- _Given problem_
Find each line in the rows below that contains the word "crane" and copy it out. Case counts.

- _Source records_

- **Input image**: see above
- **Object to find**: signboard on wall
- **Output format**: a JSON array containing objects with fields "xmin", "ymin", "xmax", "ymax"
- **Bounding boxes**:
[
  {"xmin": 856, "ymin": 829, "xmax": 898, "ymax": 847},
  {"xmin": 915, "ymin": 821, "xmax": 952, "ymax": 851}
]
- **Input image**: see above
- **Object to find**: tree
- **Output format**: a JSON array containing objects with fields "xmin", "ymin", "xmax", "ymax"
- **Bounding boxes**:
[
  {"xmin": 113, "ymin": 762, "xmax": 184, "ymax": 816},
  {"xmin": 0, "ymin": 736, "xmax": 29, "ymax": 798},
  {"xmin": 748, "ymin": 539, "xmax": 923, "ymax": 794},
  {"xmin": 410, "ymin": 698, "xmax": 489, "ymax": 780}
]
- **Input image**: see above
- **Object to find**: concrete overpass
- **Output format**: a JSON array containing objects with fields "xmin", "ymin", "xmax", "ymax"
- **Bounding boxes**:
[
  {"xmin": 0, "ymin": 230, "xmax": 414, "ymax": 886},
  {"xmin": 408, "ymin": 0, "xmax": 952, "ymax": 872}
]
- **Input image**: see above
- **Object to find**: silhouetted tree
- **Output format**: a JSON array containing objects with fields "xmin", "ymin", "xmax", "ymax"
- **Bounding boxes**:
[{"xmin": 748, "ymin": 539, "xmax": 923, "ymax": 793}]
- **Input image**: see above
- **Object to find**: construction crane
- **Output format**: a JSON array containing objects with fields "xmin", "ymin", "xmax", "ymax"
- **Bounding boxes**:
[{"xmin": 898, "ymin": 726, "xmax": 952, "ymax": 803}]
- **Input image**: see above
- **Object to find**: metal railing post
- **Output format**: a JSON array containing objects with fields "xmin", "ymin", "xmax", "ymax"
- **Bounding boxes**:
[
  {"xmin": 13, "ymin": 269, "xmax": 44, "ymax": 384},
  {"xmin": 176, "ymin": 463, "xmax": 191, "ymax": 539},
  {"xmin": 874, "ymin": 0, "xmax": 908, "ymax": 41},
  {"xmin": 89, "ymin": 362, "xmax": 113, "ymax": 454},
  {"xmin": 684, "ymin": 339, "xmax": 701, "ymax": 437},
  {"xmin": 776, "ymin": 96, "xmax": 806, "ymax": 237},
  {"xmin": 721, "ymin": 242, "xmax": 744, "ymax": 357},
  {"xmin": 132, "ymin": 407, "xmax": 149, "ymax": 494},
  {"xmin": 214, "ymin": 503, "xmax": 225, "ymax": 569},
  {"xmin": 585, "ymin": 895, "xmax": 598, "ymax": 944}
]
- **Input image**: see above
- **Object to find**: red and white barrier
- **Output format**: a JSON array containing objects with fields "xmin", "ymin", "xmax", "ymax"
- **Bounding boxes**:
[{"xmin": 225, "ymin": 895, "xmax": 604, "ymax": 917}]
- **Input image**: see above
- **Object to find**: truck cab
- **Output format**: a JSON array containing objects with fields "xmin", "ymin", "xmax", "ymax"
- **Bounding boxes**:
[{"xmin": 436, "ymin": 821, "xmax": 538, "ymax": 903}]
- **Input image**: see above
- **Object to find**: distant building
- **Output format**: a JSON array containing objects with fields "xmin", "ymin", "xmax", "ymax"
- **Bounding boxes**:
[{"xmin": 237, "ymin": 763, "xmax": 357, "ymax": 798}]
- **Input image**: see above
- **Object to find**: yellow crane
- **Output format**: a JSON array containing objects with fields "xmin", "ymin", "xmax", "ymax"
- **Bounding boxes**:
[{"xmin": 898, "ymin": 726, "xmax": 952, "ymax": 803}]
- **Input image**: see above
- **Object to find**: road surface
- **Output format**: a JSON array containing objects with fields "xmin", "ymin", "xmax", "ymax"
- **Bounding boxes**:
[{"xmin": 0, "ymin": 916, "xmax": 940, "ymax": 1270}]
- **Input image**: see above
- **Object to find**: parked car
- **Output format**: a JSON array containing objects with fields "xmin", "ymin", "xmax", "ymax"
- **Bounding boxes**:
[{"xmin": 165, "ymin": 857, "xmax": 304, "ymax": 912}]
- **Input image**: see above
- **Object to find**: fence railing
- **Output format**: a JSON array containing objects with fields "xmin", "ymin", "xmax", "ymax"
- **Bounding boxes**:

- _Answer to the problem_
- **Object to find**: construction crane
- **Object to find**: yellow crane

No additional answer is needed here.